In [0]:
import pandas as pd
from io import BytesIO
from pyspark.sql import SparkSession
from pyspark.sql.functions import lit, current_timestamp
import requests

In [0]:
dbutils.widgets.text("token", "", "token")
token = dbutils.widgets.get("token")

In [0]:
# Spark session
spark = SparkSession.builder.getOrCreate()

In [0]:
# URL do CSV
url_raw = "https://raw.githubusercontent.com/RafaelaSantos92/projeto-final/2d91c9a99aae72fa73f779d77e2f49fbf6a85c5d/raw-data/Populacao%20-%20Censo%202022.csv"

# Token
headers = {'Authorization': f'token {token}'} if token else None

# request
response = requests.get(url_raw, headers=headers)
response.raise_for_status()

# Carrega CSV em pandas
pdf = pd.read_csv(BytesIO(response.content))

# Normaliza os nomes das colunas para Delta
pdf.columns = [
    c.strip()
     .lower()
     .replace(" ", "_")
     .replace("-", "_")
     .replace(",", "")
     .replace("(", "")
     .replace(")", "")
     .replace(".", "")
     .encode('ascii', errors='ignore').decode()
    for c in pdf.columns
]

# Converte para Spark DataFrame
df = spark.createDataFrame(pdf)

# Adiciona colunas da camada Bronze
df = df.withColumn("source_file", lit(url_raw)) \
       .withColumn("ingestion_time", current_timestamp())

# Mostra 5 linhas para conferir
df.show(5)

Entradas de contorno rotuladas
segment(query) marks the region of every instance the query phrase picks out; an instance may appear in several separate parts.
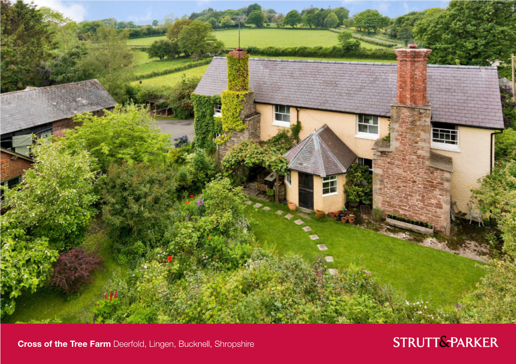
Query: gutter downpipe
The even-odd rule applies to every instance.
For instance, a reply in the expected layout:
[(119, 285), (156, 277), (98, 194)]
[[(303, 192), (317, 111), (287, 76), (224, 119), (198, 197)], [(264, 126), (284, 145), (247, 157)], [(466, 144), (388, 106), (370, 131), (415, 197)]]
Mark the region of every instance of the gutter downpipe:
[(494, 146), (493, 144), (493, 135), (496, 135), (497, 134), (502, 134), (504, 132), (503, 131), (496, 131), (494, 133), (491, 133), (491, 158), (489, 159), (489, 173), (491, 174), (493, 172), (493, 147)]

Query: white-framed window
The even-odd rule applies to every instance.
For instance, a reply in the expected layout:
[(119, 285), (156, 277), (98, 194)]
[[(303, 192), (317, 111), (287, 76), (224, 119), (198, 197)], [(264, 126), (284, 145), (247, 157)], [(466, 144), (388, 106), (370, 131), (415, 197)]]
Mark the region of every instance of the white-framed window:
[(213, 114), (214, 116), (222, 116), (222, 104), (215, 102), (215, 105), (213, 107), (213, 109), (215, 112)]
[(460, 151), (459, 127), (444, 123), (432, 123), (430, 147), (436, 149)]
[(337, 175), (322, 177), (322, 196), (331, 196), (337, 193)]
[(361, 166), (367, 166), (369, 168), (369, 174), (373, 174), (373, 160), (367, 158), (361, 158), (359, 157), (357, 159), (357, 163)]
[(380, 136), (379, 129), (378, 116), (357, 115), (357, 137), (376, 140)]
[(290, 127), (290, 107), (283, 105), (274, 106), (274, 122), (272, 125)]

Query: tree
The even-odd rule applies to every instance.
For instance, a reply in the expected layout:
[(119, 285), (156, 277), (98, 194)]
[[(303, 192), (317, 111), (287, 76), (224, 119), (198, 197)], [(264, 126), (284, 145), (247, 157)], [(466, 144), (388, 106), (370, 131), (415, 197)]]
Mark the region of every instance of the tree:
[(283, 24), (290, 25), (294, 28), (302, 21), (301, 14), (297, 10), (291, 10), (287, 13), (285, 19), (283, 20)]
[(125, 85), (133, 79), (133, 53), (127, 45), (128, 37), (127, 30), (118, 34), (114, 28), (101, 27), (80, 64), (118, 102), (124, 100)]
[(95, 158), (95, 169), (105, 172), (111, 163), (123, 161), (164, 163), (171, 145), (147, 110), (134, 105), (117, 106), (103, 116), (91, 113), (75, 117), (78, 124), (59, 140), (71, 152), (85, 148)]
[(347, 51), (357, 50), (360, 48), (360, 41), (353, 38), (353, 33), (345, 30), (337, 35), (337, 40), (342, 48)]
[(34, 72), (51, 56), (52, 23), (33, 4), (0, 3), (0, 92), (35, 85)]
[(373, 30), (376, 33), (378, 30), (388, 26), (390, 22), (388, 16), (383, 16), (378, 10), (368, 9), (355, 14), (353, 22), (357, 28), (365, 29), (368, 32)]
[(177, 53), (170, 41), (160, 39), (154, 41), (147, 48), (147, 54), (150, 58), (159, 58), (163, 60), (165, 57), (169, 59), (174, 58)]
[(415, 41), (432, 49), (433, 63), (510, 63), (516, 49), (515, 6), (514, 1), (452, 1), (444, 10), (426, 11), (414, 26)]
[(260, 28), (263, 26), (263, 23), (265, 21), (265, 18), (261, 11), (253, 10), (251, 12), (246, 19), (246, 24), (253, 24), (257, 28)]
[(213, 34), (211, 26), (199, 20), (194, 20), (183, 28), (179, 33), (178, 43), (180, 49), (195, 56), (196, 61), (202, 55), (216, 54), (224, 48), (224, 43)]
[(334, 28), (338, 25), (338, 18), (333, 13), (330, 13), (324, 21), (325, 28)]
[(47, 238), (59, 250), (82, 242), (96, 200), (93, 159), (84, 149), (73, 153), (62, 144), (40, 140), (31, 149), (34, 167), (25, 183), (4, 192), (3, 217), (27, 235)]

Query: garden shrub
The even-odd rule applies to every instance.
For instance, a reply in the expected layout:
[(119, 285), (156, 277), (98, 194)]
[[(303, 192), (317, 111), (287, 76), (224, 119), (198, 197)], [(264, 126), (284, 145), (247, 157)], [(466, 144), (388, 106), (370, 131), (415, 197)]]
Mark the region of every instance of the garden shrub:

◆ **Tarefas**
1/ Traduza para o inglês a frase "Normaliza os nomes das colunas para Delta", presente no notebook de ingestão do CSV do Censo 2022.
2/ Escreva a continuação do notebook de ingestão do CSV do Censo 2022 a partir do último comando apresentado.

◆ **Resultados por tarefa**
1/ Normalizes the column names for Delta.

2/
# Salva como tabela gerenciada no schema Bronze
df.write.format("delta") \
    .mode("overwrite") \
    .saveAsTable("projeto_final_bronze.bronze_ibge_censo_2022")


In [0]:
import requests
from io import BytesIO
import pandas as pd
from pyspark.sql import SparkSession
from pyspark.sql.functions import lit, current_timestamp
import re

url = "https://api.github.com/repos/RafaelaSantos92/projeto-final/contents/raw-data/panorama-da-eja-no-brasil.xlsx?ref=main"

headers = {
    "Authorization": f"token {token}",
    "Accept": "application/vnd.github.v3.raw"
}

response = requests.get(url, headers=headers)
response.raise_for_status()

df = pd.read_excel(BytesIO(response.content))

# Remove colunas vazias e colunas "Unnamed"
df = df.dropna(axis=1, how="all")
df = df.loc[:, ~df.columns.str.contains('^Unnamed', case=False)]

# NORMALIZAÇÃO SEGURA PARA DELTA
def normalize_column_name(col):
    # Remove acentos e caracteres não ASCII
    col = col.encode('ascii', errors='ignore').decode()
    # Substitui qualquer caractere que não seja letra, número ou underline por underline
    col = re.sub(r'[^0-9a-zA-Z_]', '_', col)
    # Remove múltiplos underlines seguidos
    col = re.sub(r'_+', '_', col)
    # Remove underline no começo ou no final
    col = col.strip('_')
    # Força lowercase
    return col.lower()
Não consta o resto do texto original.